▸ **Your task**
Would you print the records as they stand, down to the last character?

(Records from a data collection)

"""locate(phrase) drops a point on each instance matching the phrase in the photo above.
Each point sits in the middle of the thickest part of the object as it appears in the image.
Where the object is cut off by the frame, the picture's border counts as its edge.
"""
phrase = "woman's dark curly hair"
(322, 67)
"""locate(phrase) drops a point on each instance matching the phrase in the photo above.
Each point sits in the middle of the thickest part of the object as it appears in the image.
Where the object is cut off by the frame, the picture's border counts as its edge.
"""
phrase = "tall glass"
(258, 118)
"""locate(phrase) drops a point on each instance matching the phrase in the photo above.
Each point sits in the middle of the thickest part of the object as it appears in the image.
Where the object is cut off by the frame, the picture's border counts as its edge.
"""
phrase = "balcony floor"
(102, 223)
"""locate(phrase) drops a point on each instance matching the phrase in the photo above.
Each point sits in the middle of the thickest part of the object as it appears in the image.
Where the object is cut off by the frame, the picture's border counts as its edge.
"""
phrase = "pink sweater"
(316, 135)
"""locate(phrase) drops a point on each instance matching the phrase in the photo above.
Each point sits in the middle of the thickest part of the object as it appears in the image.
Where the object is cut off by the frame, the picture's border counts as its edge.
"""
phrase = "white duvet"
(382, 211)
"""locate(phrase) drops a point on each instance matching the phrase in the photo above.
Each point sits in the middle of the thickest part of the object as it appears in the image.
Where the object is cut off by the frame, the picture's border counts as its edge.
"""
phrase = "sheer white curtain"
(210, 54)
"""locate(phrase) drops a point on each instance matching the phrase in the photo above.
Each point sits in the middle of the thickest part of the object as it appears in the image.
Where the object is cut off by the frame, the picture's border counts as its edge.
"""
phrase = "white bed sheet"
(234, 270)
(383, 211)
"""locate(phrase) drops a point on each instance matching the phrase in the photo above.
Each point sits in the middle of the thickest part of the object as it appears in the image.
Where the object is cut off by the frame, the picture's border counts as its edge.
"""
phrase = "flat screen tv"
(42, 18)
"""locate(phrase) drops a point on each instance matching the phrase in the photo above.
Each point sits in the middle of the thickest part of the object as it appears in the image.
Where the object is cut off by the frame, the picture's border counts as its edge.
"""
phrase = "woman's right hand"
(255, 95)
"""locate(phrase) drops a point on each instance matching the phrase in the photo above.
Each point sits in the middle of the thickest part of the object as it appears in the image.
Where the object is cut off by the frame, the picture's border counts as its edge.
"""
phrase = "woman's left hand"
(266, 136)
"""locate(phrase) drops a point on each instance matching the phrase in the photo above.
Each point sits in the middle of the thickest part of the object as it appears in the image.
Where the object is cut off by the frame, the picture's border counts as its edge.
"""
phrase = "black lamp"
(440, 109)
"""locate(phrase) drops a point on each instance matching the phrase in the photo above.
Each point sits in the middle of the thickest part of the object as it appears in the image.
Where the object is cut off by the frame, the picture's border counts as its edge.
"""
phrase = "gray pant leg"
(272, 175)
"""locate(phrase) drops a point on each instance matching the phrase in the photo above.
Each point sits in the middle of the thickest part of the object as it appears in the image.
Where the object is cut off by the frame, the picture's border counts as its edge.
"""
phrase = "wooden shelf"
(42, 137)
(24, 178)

▸ **Task output**
"""locate(phrase) drops a point on each instance matching the phrase in the photo above.
Each point sits in the middle of the thickest part of the object as it appears in the image.
Where the object is cut off by the frame, the picture's border counts as its edge.
"""
phrase = "woman's dark curly hair"
(322, 67)
"""locate(phrase) drops a point on each instance matching the phrase in the photo above.
Each point sits in the middle of the thickest part of the object as it appears in the image.
Where the object is cut off by the frame, the picture's border counts as its edge.
"""
phrase = "tall glass"
(258, 118)
"""locate(phrase) drops a point on each instance matching the phrase in the photo above.
Each point sits in the middle of the thickest part of the object as it appears in the image.
Where the object is cut off by the frame, the picture's border counts as its edge.
"""
phrase = "balcony floor"
(102, 223)
"""locate(phrase) drops a point on each instance matching the phrase in the photo above.
Each point sits in the middle of the thickest part of the object as it appears in the image.
Where the object is cut off by the frame, the picture's border counts as its edge.
"""
phrase = "pink sweater"
(316, 135)
"""locate(phrase) drops a point on each instance matching the phrase in the photo above.
Each point sits in the middle of the thickest part of the object as it appears in the image.
Where the object is cut off by the frame, the picture's border counts as its edge.
"""
phrase = "white duvet"
(382, 211)
"""locate(phrase) drops a point on each instance matching the phrase in the photo above.
Each point sits in the middle of the thickest part of the object as it appears in the image.
Where the object is cut off by the frame, the picture's border counts as its edge.
"""
phrase = "sheer white curtain"
(210, 54)
"""locate(phrase) drops a point on each instance matching the phrase in the photo above.
Each point sits in the middle of the thickest part of the object as it appears in the image.
Where the object is cut off by the frame, the picture's border counts as its edge.
"""
phrase = "white bed sheet"
(234, 270)
(383, 211)
"""locate(phrase) drops a point on each instance matching the phrase in the photo above.
Each point sits in the middle of the thickest part of the object as it appears in the image.
Where the object is cut off by the frame, the picture's border counts as its edge.
"""
phrase = "flat screen tv"
(42, 18)
"""locate(phrase) drops a point on each instance matching the phrase in the photo above.
Each point sits in the middle of the thickest part of the object as it appears in the image.
Where the object is cut off by the frame, the picture's border counts as its edge.
"""
phrase = "woman's right hand"
(255, 95)
"""locate(phrase) drops a point on each instance matching the phrase in the photo above.
Each point sits in the middle of the thickest part of the object as it appears in the image.
Where the object is cut off by the frame, the picture's border counts as its edge.
"""
phrase = "woman's left hand"
(266, 136)
"""locate(phrase) drops a point on each instance matching the phrase in the photo above.
Each point sits in the middle of the thickest part of the object as it appears in the image.
Where the object is cut off by the frame, the picture's border counts as its edge.
"""
phrase = "black lamp"
(440, 109)
"""locate(phrase) drops a point on each instance matching the phrase in the photo above.
Each point sits in the middle of the thickest part of the object as it appears in the image.
Where the object is cut off by the frame, the picture's border counts as its edge.
"""
phrase = "gray pant leg"
(272, 175)
"""locate(phrase) drops a point on each instance matching the phrase in the photo above.
Each point sits in the middle of the thickest part of the object as it appears in the image.
Where the object is cut off by the frame, the picture's border counts as its edge.
"""
phrase = "wooden shelf"
(42, 137)
(24, 178)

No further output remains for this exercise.